** Directions **
Copy the lines below word for word, but leave out the picture.

-*-

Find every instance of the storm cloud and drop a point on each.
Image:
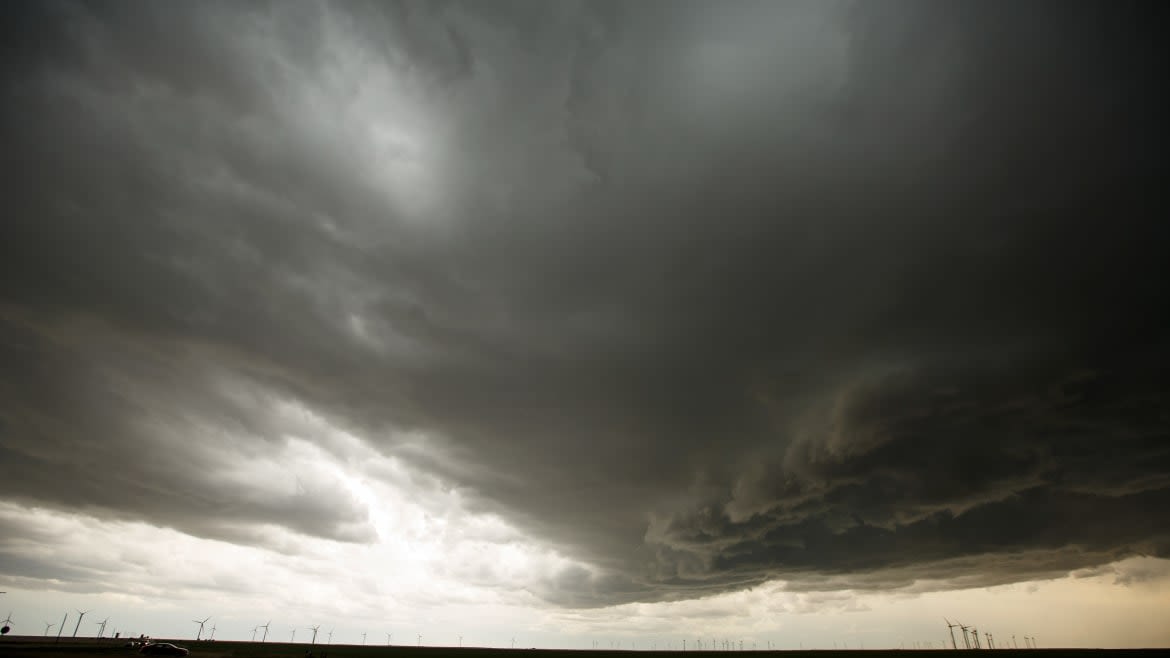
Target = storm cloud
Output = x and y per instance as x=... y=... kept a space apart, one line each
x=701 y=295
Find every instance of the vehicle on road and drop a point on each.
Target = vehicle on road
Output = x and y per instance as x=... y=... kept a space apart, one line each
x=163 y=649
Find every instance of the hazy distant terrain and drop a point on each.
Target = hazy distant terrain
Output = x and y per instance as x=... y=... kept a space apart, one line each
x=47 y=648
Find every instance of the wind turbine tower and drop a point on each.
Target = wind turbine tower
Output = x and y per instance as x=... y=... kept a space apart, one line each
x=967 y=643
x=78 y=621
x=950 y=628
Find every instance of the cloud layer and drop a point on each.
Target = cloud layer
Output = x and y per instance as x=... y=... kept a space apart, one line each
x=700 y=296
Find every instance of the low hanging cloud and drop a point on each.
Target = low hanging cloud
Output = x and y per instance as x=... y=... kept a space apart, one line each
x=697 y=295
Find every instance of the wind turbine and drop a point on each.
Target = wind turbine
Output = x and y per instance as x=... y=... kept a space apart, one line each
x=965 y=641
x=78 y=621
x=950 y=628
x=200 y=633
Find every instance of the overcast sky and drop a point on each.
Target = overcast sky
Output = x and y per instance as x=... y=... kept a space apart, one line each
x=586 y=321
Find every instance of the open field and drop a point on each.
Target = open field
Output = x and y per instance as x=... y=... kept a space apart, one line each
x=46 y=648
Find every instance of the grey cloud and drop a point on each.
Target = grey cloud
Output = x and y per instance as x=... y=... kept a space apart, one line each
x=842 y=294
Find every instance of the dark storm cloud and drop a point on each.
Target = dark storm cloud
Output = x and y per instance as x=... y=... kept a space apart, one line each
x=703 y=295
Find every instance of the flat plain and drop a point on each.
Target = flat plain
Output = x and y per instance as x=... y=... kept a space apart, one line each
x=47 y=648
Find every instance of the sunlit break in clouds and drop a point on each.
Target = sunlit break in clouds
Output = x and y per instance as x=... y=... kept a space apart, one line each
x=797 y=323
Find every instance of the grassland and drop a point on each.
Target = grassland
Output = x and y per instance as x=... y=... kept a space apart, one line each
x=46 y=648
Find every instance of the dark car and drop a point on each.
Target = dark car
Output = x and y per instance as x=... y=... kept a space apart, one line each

-*-

** Task response **
Find every instance of the storm cloud and drop a point on each.
Image:
Target = storm cloud
Output = x and y per instance as x=... y=... kept a space apart, one line each
x=701 y=295
Find every instance of the vehicle on road and drop a point on each.
Target = vehicle on road
Output = x and y per instance as x=... y=... kept a space apart, one line each
x=163 y=649
Find every instance of the hazy distant terrain and drop a point on each.
Target = hazy distant terrain
Output = x and y per instance as x=... y=... kept a space apart, one line each
x=47 y=648
Find every instance of the wind turbine tower and drop a point on each.
Target = wind turbine tower
Output = x and y per instance as x=... y=... kept a space apart, one line each
x=967 y=643
x=78 y=621
x=950 y=628
Find every instance of the cloud layer and drop a point on each.
Target = cloud layer
Output = x and y per instance as x=... y=... kept a space apart, one line each
x=700 y=296
Find every instance of the low hanging cloud and drop a point on each.
Target = low hanging cloud
Output = x and y per instance as x=... y=... kept a space apart, one line each
x=697 y=295
Find every instance of the wind turbine and drop a point on each.
Target = wind turbine
Output = x and y per instance as x=... y=... kept a space apart, one line each
x=965 y=641
x=78 y=621
x=950 y=628
x=200 y=633
Find every instance of the overcast sky and drop a point on each.
Target = overcast sky
Output = x and y per instance as x=... y=... kept a space apart, one line each
x=586 y=321
Find every instance of the open field and drop a point on each.
Target = open field
Output = x and y per instance as x=... y=... kept a space apart, one line each
x=46 y=648
Find every instance of the grey cloud and drop a point on each.
Target = grey cloud
Output = x and y per instance as x=... y=... kept a space apart, one line each
x=842 y=294
Find every instance of the dark storm cloud and drop a point on each.
Target = dark storm cloud
Output = x and y per instance as x=... y=... kept a space apart, one line each
x=703 y=295
Find every instance of the flat plain and drop a point on each.
Target = flat plain
Output = x and y per instance as x=... y=... kept a space apart, one line each
x=47 y=648
Find every instance of the sunlit break in clouds and drop a point on each.
Target = sunlit break in clouds
Output = x and y per instance as x=... y=... kept a space apart, one line each
x=797 y=323
Find every instance of the grassland and drop a point on each.
Target = grassland
Output = x and y per instance as x=... y=... kept a space apart, one line each
x=46 y=648
Find every instance of the dark car and drop a point on each.
Target = dark car
Output = x and y per instance as x=... y=... kept a space apart, one line each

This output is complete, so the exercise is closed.